Text>
--------------------------------

Don't you deserve some glitz and glamour?

The design of the 2013 Lincoln MKZ design is striking. The split-wing front grille is just as eye-catching as Max Wolff promises, while tasteful detailing with satin-finish aluminum adds a premium tone to the exterior. The wide, wide LED taillights successfully interpret past Lincoln designs. And we have to say that the combination of our test car's ruby red bodywork and gunmetal-grey 19-inch wheels proved downright dazzling.

Of course, it did take us a little while to see the car clearly, since the proportions seem slightly off a first glance. The headlights and taillights are too slim, which make the surrounding bodywork seem a bit too massive. The arcing roofline in combination with a stubby tail creates an awkward C-pillar and tall trunk. And finally the roof has been pressed down so tightly on the bodywork that the windows look like gun slits.

Even so, the MKZ's shape called out to us every time we walked up to it and the nuances of the design eventually became clear. The slim LED lighting fixtures create a crisp, striking - and instantly recognizable - visual signature. The graceful roofline permits the incorporation of a panoramic sunroof (a pricey $2995 option) that opens to the heavens. Finally, the C-pillar and rear deck lid combine to reduce aerodynamic drag, while the trunk beneath has an amazing amount of capacity.

--------------------------------

Data section>
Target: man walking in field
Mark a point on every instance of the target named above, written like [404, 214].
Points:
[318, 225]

--------------------------------

What you have to do> In the review of the 2013 Lincoln MKZ, what does the panoramic sunroof option cost?

Complete output> $2995